_Set tasks_
• a. Decide whether each statement agrees with the CASINO review below. For each one, answer yes or no and quote the words of the review that settle it. (i) The reviewer named THE AGE OF INNOCENCE as the best movie of 1993. (ii) The mob bosses stay in Kansas City. (iii) Ace is a made man.
• b. Pick up the CASINO review below at its last sentence and write what comes next.

_Document_
-- -- --

CASINO is a disturbing show by the great director Martin Scorsese
(MEAN STREETS, TAXI DRIVER, RAGING BULL, THE KING OF COMEDY,
GOODFELLAS, CAPE FEAR, and THE AGE OF INNOCENCE). Scorsese is obsessed
with evil and violence. Think of him as the Darth Vader of directors,
and yet, his work is frequently brilliant. His THE AGE OF INNOCENCE
was my second favorite movie of 1993. (To answer your question,
GETTYSBURG was number one for me that year). Scorsese has a talent of
which most directors can only dream.
Like the FBI warnings on the front of video tapes, let me warn all
viewers who are incapable or unwilling to see movies with extremely
graphic and arguably gratuitously violent scenes, you should pass on
this movie. Feel free to read the review of course. I will cover the
gory aspects at the end when I discuss its ridiculous mere R rating.
We are told that CASINO is a fictional show with fictional
characters that was adapted from a true story. This means the audience
hasn't a clue as to how true or realistic any of this is. I bought
some parts, but doubted others. The degree of reality was not a big
issue for me in this picture.
CASINO starts in the year 1983 with Sam "Ace" Rothstein (Robert
De Niro) being blown to bits in a mob hit in Las Vegas. It then
flashbacks back to ten years earlier and spends the rest of the movie
slowly working back to 1983. It seems that Ace is one of the world's
best gamblers since he does the research to make sure his bets are all
sure things. He makes so much money for the mob that they make him
manager of their Tangiers casino in Las Vegas. He is a consummate
businessman and turns the Tangiers into a highly efficient operation
that is a money pump for the mob.
The mob bosses stay safely in Kansas City, and they send a runner
once a week to skim money off of the top of the casino's take. When
the runner comes, Ace and everyone else turn their heads. Ace has a
series of titles at the casino to keep one step ahead of the gaming
commission, but the casino is nominally run by a puppet director of the
Teamster's Union pension fund, Phillip Greene (Kevin Pollak). It turns
out all you had to do then to work in a casino was apply for a license,
actually getting one was unnecessary. It took ten years to process the
application, and so long as you change titles every few years, your
application would go to the back to the bottom of the stack thus
ensuring that any unsavory past and any mob connections are never
discovered. This and the details of operating a casino is the best
part of the show. I collected tons of fun trivia about how pit bosses
work, how card cheating schemes are detected, etc.
Eventually Ace, the Albert Speer of the casino business, has his
world complicated by the arrival of his old mob friend Nicky Santoro
(Joe Pesci). Ace just wants to run a "clean" casino and spend his time
figuring out more innovative marketing techniques. Nicky, on the other
hand, wants to use mayhem and murder to arrange payoffs from everyone
in all of the casinos, but especially in the Tangiers. Since Nicky is
a made man, and Ace is Jewish, Nicky holds the upper hand with the mob.
To further complicate this picture, we have Sharon Stone as Ginger
McKenna. Ginger is a hooker, an alcoholic, and a heavy cocaine user
whom Ace falls in love with and marries much to the chagrin of her
sleazy pimp, Lester Diamond (James Woods).

-- -- --

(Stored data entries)
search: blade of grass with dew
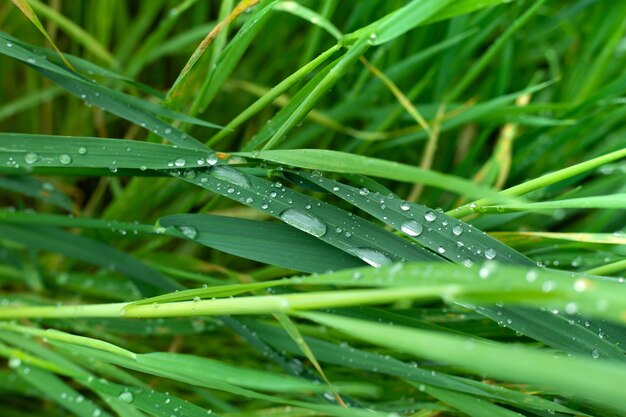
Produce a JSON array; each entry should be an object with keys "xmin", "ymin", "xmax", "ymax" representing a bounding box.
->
[
  {"xmin": 237, "ymin": 149, "xmax": 520, "ymax": 202},
  {"xmin": 447, "ymin": 148, "xmax": 626, "ymax": 218},
  {"xmin": 0, "ymin": 223, "xmax": 178, "ymax": 295},
  {"xmin": 11, "ymin": 0, "xmax": 74, "ymax": 69},
  {"xmin": 0, "ymin": 176, "xmax": 72, "ymax": 211},
  {"xmin": 300, "ymin": 313, "xmax": 626, "ymax": 412},
  {"xmin": 298, "ymin": 173, "xmax": 533, "ymax": 265},
  {"xmin": 46, "ymin": 342, "xmax": 394, "ymax": 417},
  {"xmin": 0, "ymin": 210, "xmax": 363, "ymax": 272},
  {"xmin": 0, "ymin": 133, "xmax": 217, "ymax": 173},
  {"xmin": 245, "ymin": 319, "xmax": 575, "ymax": 414},
  {"xmin": 159, "ymin": 214, "xmax": 362, "ymax": 272},
  {"xmin": 184, "ymin": 166, "xmax": 438, "ymax": 266},
  {"xmin": 491, "ymin": 231, "xmax": 626, "ymax": 245}
]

-- -- --

_The answers_
• a.
(i) No: "His THE AGE OF INNOCENCE was my second favorite movie of 1993."
(ii) Yes: "The mob bosses stay safely in Kansas City"
(iii) No: "Since Nicky is a made man, and Ace is Jewish, Nicky holds the upper hand with the mob."

• b.
CASINO is told in a long series of narratives with all of the
leads and feature actors getting their chance to tell their version of
the story. Actually most of the movie is told in narration that is
periodically interrupted to let the whole cast get a chance to speak.
In one scene the action freezes while the actor tells why he is going
to chose to say what does. I found this extreme narration approach
intriguing, but ultimate tiring. In fact, one of the chief problems
with CASINO is that at about three hours long, it overstays its
welcome.
The best parts of the movie are the costumes by John Dunn II and
Rita Ryack. Ace wears one iridescent suit after another - orange,
peach, lime green, cranberry red, salmon, chartreuse, you name it, but
always with a contrasting solid colored shirt and tie. To complement
this, the violent Nicky sticks to dull grays and black outfits with
little character. I think the costume designers are a shoe-in at award
time. I believe they must have used Crazy Glue to attach a cigarette
to Ace's hand since he has one in every scene in the movie. The sets
by Dante Ferretti are fun too - full of solid gold rather than pink
flamingos as well as other tributes to the bad guys' bad taste.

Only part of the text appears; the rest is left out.